[start DATA SUPPLIED]

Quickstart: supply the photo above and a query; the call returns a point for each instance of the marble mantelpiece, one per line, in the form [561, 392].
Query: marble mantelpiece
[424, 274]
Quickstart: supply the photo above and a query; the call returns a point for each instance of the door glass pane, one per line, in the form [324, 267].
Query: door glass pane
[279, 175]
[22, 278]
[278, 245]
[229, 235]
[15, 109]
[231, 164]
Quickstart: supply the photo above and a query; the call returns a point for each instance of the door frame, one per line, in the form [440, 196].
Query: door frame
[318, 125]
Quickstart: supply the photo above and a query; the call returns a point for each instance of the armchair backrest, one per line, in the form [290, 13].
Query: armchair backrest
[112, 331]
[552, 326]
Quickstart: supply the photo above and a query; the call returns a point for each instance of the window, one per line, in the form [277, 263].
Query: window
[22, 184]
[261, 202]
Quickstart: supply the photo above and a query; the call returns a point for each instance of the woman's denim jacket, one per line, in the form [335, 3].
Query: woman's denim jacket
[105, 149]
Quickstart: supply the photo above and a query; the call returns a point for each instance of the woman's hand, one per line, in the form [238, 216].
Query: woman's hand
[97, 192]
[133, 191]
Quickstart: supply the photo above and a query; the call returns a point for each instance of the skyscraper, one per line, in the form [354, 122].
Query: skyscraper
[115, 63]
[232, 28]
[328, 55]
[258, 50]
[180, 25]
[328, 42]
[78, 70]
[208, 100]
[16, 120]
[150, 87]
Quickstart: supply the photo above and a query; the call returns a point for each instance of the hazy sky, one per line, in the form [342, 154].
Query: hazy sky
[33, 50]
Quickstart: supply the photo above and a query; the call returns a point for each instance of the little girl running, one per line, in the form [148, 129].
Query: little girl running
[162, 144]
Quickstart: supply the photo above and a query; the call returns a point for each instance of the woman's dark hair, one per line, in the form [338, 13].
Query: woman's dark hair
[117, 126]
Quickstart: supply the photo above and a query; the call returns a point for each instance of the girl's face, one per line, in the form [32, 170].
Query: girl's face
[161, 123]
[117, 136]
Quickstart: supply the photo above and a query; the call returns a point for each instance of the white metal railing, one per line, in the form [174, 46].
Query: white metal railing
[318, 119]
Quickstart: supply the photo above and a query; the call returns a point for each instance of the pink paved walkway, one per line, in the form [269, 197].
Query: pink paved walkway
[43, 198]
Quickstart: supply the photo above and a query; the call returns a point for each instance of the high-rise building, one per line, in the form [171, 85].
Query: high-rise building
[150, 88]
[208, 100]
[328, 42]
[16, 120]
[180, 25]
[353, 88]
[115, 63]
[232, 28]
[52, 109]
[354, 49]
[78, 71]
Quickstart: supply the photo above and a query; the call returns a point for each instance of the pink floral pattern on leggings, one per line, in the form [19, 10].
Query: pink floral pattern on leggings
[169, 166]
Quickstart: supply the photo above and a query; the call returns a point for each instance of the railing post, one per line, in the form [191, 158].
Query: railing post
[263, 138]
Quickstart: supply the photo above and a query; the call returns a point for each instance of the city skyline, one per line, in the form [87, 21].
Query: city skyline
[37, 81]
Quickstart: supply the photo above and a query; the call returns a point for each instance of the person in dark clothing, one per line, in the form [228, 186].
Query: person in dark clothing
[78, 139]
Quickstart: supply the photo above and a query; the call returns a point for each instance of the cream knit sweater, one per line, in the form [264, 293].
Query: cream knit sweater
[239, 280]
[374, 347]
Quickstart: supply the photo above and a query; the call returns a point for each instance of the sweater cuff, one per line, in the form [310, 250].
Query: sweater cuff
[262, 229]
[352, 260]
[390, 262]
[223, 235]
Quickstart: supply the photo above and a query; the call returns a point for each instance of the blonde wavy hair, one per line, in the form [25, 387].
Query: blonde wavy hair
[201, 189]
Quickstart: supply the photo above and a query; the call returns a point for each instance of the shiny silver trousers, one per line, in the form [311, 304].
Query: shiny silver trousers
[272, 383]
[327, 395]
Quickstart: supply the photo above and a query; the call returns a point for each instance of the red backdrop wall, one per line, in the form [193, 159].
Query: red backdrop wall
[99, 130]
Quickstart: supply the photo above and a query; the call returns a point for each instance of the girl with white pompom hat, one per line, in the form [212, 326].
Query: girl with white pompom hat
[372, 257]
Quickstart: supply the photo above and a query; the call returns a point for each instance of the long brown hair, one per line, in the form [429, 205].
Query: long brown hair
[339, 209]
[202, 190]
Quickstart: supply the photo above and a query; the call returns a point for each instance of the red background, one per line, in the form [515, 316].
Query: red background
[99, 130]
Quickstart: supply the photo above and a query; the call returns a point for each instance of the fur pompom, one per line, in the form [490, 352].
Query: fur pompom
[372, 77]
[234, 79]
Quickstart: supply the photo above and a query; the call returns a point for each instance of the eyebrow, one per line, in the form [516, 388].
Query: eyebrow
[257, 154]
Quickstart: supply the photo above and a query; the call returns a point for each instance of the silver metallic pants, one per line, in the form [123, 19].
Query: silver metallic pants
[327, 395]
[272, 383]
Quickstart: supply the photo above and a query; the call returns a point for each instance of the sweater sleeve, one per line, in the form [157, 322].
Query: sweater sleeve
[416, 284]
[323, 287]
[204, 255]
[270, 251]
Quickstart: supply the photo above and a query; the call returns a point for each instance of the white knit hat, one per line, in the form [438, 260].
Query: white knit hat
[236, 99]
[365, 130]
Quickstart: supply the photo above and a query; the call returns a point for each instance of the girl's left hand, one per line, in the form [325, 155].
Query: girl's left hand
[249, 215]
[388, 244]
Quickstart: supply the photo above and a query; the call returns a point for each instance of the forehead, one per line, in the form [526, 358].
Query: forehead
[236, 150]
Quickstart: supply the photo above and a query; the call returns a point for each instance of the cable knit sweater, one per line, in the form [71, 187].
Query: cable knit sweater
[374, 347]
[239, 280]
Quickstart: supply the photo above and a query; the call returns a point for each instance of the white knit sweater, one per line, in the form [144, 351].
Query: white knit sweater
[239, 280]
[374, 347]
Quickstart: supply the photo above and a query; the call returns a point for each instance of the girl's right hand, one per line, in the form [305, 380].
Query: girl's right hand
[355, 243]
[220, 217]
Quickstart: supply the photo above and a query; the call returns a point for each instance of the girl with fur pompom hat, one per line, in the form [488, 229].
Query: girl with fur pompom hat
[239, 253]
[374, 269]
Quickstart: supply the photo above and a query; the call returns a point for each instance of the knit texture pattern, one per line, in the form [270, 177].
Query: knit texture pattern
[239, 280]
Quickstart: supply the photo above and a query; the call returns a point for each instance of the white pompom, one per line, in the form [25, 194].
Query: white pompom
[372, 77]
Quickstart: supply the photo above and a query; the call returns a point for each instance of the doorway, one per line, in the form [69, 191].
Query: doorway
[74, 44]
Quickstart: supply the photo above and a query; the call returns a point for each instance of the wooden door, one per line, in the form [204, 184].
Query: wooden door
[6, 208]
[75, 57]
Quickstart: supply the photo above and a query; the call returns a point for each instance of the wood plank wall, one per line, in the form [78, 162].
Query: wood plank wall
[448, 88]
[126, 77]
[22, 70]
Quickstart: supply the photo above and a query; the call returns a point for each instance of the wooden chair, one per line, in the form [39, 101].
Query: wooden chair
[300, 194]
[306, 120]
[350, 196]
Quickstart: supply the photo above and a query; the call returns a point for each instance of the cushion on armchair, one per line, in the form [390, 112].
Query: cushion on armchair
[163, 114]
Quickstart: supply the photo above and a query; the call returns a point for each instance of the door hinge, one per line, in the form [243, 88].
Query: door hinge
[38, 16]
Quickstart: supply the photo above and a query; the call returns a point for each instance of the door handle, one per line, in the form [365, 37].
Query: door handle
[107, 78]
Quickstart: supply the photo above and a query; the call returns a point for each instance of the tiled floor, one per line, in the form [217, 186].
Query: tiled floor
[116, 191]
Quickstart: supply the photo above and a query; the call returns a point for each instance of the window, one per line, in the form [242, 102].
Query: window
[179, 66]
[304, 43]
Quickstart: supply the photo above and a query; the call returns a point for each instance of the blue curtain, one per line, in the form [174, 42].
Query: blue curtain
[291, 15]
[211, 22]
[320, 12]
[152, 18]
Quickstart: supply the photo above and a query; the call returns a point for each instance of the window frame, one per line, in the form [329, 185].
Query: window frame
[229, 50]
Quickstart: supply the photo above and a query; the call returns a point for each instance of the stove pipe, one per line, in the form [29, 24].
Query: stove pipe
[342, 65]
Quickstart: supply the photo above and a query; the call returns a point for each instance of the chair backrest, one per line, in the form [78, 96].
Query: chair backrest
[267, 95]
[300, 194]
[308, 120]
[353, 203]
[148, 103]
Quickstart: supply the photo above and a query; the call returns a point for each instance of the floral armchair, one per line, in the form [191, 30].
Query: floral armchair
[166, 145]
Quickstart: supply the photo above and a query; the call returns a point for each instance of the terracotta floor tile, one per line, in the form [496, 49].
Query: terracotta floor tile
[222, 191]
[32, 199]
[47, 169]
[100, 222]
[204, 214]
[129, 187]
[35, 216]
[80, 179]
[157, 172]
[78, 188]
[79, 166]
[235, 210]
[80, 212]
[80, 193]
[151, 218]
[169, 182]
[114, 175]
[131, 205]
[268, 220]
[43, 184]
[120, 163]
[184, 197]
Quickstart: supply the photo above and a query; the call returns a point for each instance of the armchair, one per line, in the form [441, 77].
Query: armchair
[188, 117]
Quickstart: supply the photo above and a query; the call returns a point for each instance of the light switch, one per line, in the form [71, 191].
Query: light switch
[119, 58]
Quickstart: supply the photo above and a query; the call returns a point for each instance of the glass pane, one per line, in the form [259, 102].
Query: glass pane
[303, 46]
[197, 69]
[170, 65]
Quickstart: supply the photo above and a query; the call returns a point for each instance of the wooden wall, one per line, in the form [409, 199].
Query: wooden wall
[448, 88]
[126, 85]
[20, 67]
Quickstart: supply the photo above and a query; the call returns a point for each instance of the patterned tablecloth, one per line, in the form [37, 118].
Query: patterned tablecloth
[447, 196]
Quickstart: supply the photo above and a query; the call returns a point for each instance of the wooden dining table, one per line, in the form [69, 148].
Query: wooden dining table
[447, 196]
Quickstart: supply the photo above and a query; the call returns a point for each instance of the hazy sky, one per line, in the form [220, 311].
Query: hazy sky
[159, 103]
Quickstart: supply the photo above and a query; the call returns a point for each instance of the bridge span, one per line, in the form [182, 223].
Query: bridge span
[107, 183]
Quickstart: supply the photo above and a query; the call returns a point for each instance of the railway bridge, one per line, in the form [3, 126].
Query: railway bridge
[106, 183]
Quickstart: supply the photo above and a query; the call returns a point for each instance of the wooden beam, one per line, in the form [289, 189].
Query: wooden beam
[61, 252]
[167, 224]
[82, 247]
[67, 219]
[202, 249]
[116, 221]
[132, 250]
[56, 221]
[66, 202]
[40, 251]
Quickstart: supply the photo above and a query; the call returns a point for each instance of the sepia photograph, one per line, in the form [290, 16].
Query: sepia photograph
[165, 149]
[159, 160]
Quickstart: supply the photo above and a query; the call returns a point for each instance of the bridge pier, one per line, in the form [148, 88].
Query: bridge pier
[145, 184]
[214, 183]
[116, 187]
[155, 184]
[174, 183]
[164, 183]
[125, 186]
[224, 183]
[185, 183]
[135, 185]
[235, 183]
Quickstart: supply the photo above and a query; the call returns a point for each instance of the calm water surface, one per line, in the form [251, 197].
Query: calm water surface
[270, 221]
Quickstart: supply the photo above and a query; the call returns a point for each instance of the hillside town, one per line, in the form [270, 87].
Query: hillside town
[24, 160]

[end DATA SUPPLIED]

_WRITTEN INSTRUCTION_: Change "hillside town" to "hilltop village" in the part of the listing that opens with the line containing "form [270, 87]." and closes with the end of the listing. Give that part again, with everything else unchanged.

_RESPONSE TO THIS EXERCISE_:
Quickstart: supply the photo above and a query; the call returns a point for each instance of the hilltop village, one per line, in the form [270, 87].
Query: hilltop village
[24, 160]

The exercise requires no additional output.